WHAT IS REQUIRED: The full set of entries has to be output exactly.

GIVEN DATA:

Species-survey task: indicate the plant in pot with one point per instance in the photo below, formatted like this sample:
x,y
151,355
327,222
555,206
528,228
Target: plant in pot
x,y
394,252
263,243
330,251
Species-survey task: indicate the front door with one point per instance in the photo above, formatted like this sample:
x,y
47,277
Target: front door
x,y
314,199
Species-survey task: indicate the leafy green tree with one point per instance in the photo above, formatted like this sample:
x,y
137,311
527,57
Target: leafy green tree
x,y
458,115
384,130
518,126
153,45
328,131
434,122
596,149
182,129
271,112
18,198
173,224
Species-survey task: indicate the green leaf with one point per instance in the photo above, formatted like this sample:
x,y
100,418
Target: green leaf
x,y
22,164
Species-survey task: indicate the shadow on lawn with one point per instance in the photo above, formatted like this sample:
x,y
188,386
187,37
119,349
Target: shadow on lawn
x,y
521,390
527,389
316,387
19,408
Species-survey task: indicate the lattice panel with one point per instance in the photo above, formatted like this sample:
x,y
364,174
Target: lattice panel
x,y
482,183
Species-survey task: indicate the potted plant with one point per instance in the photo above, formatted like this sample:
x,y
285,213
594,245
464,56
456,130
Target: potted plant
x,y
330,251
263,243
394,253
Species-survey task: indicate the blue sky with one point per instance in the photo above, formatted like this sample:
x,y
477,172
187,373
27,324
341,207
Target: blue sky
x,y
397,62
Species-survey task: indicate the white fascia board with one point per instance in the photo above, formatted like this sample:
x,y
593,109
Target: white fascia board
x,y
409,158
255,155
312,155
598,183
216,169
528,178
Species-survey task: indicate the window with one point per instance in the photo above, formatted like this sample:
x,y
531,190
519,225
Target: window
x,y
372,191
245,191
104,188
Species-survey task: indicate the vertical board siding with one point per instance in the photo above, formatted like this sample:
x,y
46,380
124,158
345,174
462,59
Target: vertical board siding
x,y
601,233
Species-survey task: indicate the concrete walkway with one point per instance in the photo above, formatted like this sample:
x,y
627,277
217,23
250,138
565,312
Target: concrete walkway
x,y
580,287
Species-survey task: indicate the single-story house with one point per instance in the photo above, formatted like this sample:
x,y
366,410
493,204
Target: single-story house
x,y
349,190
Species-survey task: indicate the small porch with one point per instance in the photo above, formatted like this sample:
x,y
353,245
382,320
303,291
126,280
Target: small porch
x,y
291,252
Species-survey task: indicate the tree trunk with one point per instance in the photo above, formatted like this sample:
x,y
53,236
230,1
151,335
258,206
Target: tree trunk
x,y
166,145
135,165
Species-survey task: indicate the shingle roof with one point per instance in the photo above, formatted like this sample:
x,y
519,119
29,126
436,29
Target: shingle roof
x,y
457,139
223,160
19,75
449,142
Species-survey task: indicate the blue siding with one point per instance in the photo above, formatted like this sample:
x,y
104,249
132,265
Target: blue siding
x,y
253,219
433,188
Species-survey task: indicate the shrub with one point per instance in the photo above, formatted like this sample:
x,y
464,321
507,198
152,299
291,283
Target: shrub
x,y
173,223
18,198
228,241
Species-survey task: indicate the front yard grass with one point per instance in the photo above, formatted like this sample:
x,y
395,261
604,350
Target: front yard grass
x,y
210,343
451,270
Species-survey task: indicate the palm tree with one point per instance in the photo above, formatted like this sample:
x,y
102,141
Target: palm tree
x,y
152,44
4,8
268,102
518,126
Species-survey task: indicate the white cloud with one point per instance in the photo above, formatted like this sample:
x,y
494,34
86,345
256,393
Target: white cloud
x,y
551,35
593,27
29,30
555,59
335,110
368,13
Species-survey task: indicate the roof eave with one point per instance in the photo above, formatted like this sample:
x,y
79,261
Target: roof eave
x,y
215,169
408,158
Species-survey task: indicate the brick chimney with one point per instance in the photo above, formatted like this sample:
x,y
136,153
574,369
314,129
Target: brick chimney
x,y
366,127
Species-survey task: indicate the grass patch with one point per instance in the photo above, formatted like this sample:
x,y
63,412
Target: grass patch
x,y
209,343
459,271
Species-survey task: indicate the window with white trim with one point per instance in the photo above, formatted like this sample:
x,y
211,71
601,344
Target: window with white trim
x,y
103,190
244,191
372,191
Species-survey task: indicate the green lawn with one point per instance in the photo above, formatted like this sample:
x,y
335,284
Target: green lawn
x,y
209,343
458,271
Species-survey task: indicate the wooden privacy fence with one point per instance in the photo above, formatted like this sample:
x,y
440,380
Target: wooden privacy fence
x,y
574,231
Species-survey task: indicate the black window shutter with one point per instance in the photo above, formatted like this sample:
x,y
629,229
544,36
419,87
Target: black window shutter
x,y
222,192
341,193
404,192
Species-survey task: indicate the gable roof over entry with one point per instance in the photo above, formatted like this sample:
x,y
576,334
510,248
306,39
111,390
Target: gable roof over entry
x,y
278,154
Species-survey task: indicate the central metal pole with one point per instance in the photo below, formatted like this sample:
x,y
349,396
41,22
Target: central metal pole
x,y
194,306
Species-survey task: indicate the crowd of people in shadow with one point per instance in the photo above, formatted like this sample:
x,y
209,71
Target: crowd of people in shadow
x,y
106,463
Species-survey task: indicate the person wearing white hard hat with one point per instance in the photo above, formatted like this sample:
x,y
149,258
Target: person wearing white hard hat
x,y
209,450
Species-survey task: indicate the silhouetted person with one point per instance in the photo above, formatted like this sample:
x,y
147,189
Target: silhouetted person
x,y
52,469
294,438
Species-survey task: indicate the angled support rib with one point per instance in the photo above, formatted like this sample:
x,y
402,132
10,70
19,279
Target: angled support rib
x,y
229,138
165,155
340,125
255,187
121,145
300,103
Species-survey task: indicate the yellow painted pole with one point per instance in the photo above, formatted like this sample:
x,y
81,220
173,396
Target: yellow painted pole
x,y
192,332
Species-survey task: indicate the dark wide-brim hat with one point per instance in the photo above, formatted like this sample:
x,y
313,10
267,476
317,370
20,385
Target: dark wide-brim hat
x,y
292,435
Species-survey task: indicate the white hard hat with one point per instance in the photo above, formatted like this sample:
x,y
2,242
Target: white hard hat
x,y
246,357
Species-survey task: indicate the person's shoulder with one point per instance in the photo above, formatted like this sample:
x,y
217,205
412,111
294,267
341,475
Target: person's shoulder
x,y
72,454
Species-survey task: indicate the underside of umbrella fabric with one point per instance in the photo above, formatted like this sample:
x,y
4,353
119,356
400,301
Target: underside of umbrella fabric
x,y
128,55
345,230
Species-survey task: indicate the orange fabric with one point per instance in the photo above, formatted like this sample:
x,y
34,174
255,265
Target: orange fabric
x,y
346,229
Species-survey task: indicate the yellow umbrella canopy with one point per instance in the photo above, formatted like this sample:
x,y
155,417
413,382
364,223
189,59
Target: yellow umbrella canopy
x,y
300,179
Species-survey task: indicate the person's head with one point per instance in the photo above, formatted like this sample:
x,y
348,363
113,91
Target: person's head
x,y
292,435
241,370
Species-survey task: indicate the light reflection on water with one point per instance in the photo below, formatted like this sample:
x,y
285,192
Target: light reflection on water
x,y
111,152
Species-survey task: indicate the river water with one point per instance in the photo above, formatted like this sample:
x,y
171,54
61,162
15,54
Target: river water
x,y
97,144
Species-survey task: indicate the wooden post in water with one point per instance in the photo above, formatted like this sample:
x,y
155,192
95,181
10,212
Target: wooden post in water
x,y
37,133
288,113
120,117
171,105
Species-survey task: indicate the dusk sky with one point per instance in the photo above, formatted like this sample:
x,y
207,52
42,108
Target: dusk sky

SOLUTION TO THIS PROBLEM:
Species-survey task: indicate the plant in pot with one point per instance in the photo below, formatted like this sample:
x,y
151,355
327,222
555,206
528,228
Target: plant in pot
x,y
394,252
263,243
330,251
Species-survey task: indicate the front door with one point per instance in the photo above, formatted like this sample:
x,y
47,277
Target: front door
x,y
314,199
Species-survey task: indicate the leafy green tree with one point per instance in the photo above, formatted like this sample:
x,y
137,311
527,57
Target: leafy green tree
x,y
458,115
384,130
518,126
153,45
328,131
434,122
596,149
182,129
271,112
18,198
173,224
Species-survey task: indicate the green leaf with one point per instance in the photo above, formatted like this sample:
x,y
100,418
Target: green leaf
x,y
22,164
Species-survey task: indicate the shadow on lawn with one point per instance in the photo above, formatted like this sample:
x,y
188,386
187,37
119,349
Target: shadow on lawn
x,y
521,390
527,389
316,387
19,408
Species-survey task: indicate the lattice panel with one point per instance in the photo above, formatted like this sample:
x,y
364,174
Target: lattice panel
x,y
482,183
Species-survey task: indicate the potted plant with one point per instance in the photo above, formatted like this sample:
x,y
285,213
594,245
464,56
456,130
Target: potted plant
x,y
330,251
263,243
394,253
Species-survey task: indicate the blue sky with one point per instance in the photo above, formatted like this sample:
x,y
477,172
187,373
27,324
341,207
Target: blue sky
x,y
397,62
Species-survey task: indicate the white fascia board with one point per instance in the photo above, formatted like this sample:
x,y
593,109
Target: white fascia board
x,y
409,158
255,155
312,155
598,183
216,169
528,178
Species-survey task: indicate the window with one point per instance in the photo above, formatted like this sample:
x,y
531,190
519,225
Target: window
x,y
372,191
245,191
104,188
Species-survey task: indicate the vertical board siding with one point per instance in the photo above, formatted like this sample:
x,y
46,380
124,158
345,174
462,59
Target: vertical board siding
x,y
601,233
Species-survey task: indicate the concrete walkway with one point per instance in the photo above, formatted like this sample:
x,y
627,277
217,23
250,138
565,312
Target: concrete walkway
x,y
580,287
Species-survey task: indicate the single-story house with one point per instance in the photo above, formatted like this sample:
x,y
366,410
493,204
Target: single-story house
x,y
349,190
Species-survey task: indicate the small porch with one point per instance in the photo above, formatted like this sample:
x,y
353,245
382,320
303,291
126,280
Target: small porch
x,y
291,252
Species-survey task: indicate the tree trunk with one point per instance in the photo above, formatted like this sample:
x,y
53,236
230,1
151,335
258,206
Target: tree trunk
x,y
166,145
135,165
Species-survey task: indicate the shingle roof with one point per instance in the photo above, formatted like this sample:
x,y
519,119
29,126
436,29
Target: shingle roof
x,y
457,139
223,160
19,75
449,142
Species-survey task: indicate the blue siding with one point per instance in the photo above, formatted like this sample:
x,y
104,249
132,265
Target: blue siding
x,y
253,219
433,188
Species-survey task: indicate the shrub with one point per instance in the photo above, formatted like this sample:
x,y
464,321
507,198
152,299
291,283
Target: shrub
x,y
173,223
18,198
228,241
Species-survey task: indicate the front yard grass with one point per instance in the photo above, formatted like this sample:
x,y
395,261
604,350
Target: front yard grass
x,y
210,343
451,270
Species-survey task: indicate the palm tree with one point per instance in the photo above, formatted like this sample:
x,y
102,141
Target: palm tree
x,y
152,44
4,8
268,102
518,126
Species-survey task: indicate the white cloud with one point per instance in the photo above, formatted like this sample:
x,y
494,34
86,345
256,393
Target: white cloud
x,y
551,35
593,27
29,30
555,59
335,110
368,13
Species-survey task: indicate the roof eave with one point per instance in the photo above, formatted like this sample:
x,y
79,261
Target: roof eave
x,y
215,169
408,158
Species-survey task: indicate the brick chimney with one point per instance in the photo above, formatted like this sample:
x,y
136,153
574,369
314,129
Target: brick chimney
x,y
366,127
Species-survey task: indicate the grass patch with one point per instance in the photo above, formatted like this sample:
x,y
63,412
Target: grass patch
x,y
209,343
459,271
Species-survey task: indicate the window with white trim with one point per instance in the photo above, formatted like this sample:
x,y
211,71
601,344
Target: window with white trim
x,y
103,190
244,191
372,191
Species-survey task: indicate the green lawn with one point per instance in the photo above, formatted like this sample:
x,y
335,284
Target: green lawn
x,y
209,343
458,271
Species-survey task: indicate the wooden privacy fence with one point per instance in the photo above, formatted like this sample:
x,y
440,380
Target: wooden privacy fence
x,y
574,231
Species-survey task: indicate the black window shutter with one point per instance in the photo above, formatted like this sample:
x,y
629,229
544,36
419,87
Target: black window shutter
x,y
222,192
341,193
404,192
Species-survey task: indicate the gable roof over entry with one point per instance in the photo above, formatted like this sample:
x,y
576,334
510,248
306,39
111,390
Target: gable roof over entry
x,y
278,154
Species-survey task: indicate the central metal pole with one point per instance in the photo below, formatted like this sample:
x,y
349,396
41,22
Target: central metal pole
x,y
194,306
Species-survey task: indicate the crowd of people in shadow with one point per instance in the photo above, formatted like this sample:
x,y
209,71
Target: crowd of people in shadow
x,y
106,463
Species-survey task: indicate the person wearing white hard hat with one point per instance in the photo above, formatted like this sample:
x,y
149,258
Target: person wearing white hard hat
x,y
209,450
Species-survey task: indicate the silhouetted person with one point per instance in the photo above, formatted like this sample:
x,y
147,189
Target: silhouetted person
x,y
52,469
294,438
Species-survey task: indicate the angled support rib with one point per instance in the photo above, formatted like this sample:
x,y
402,132
10,70
19,279
Target: angled support rib
x,y
229,138
165,155
340,125
255,187
121,145
300,103
Species-survey task: indicate the yellow painted pole with one point per instance in the photo above, formatted like this sample:
x,y
81,220
173,396
Target: yellow painted pole
x,y
192,332
Species-survey task: indicate the dark wide-brim hat with one point per instance in the photo above, formatted like this sample:
x,y
313,10
267,476
317,370
20,385
Target: dark wide-brim hat
x,y
292,435
Species-survey task: indicate the white hard hat with one point per instance in the photo above, formatted like this sample:
x,y
2,242
Target: white hard hat
x,y
246,357
Species-survey task: indicate the person's shoulder with one point per instance in the photo above, formatted like this sample:
x,y
217,205
412,111
294,267
341,475
Target: person's shoulder
x,y
72,454
Species-survey task: indicate the underside of umbrella fabric with one point per instance in the photo above, formatted like this sample:
x,y
4,353
119,356
400,301
Target: underside of umbrella fabric
x,y
128,55
345,230
Species-survey task: indicate the orange fabric with one point per instance in the photo above, formatted like this sample:
x,y
34,174
255,265
Target: orange fabric
x,y
346,229
Species-survey task: indicate the yellow umbrella canopy with one point per instance in the photo above, formatted like this sample:
x,y
155,417
413,382
364,223
189,59
Target: yellow umbrella canopy
x,y
300,179
Species-survey task: indicate the person's head with one point per instance in the photo above, formatted like this sample:
x,y
348,363
113,91
Target: person's head
x,y
292,435
241,370
Species-survey task: indicate the light reflection on water with one point per instance in the photo below, formatted like this sample:
x,y
285,192
Target: light reflection on water
x,y
111,152
Species-survey task: indicate the river water with one point per instance in the photo above, formatted like this sample:
x,y
171,54
61,162
15,54
Target: river water
x,y
97,144
Species-survey task: indicate the wooden post in water with one point per instance in the photo above, formatted like this sample:
x,y
155,192
95,181
10,212
Target: wooden post in water
x,y
37,133
288,113
120,117
171,105
Species-survey task: indicate the dusk sky with one point per instance in the photo above, formatted like this sample:
x,y
207,52
42,108
Target: dusk sky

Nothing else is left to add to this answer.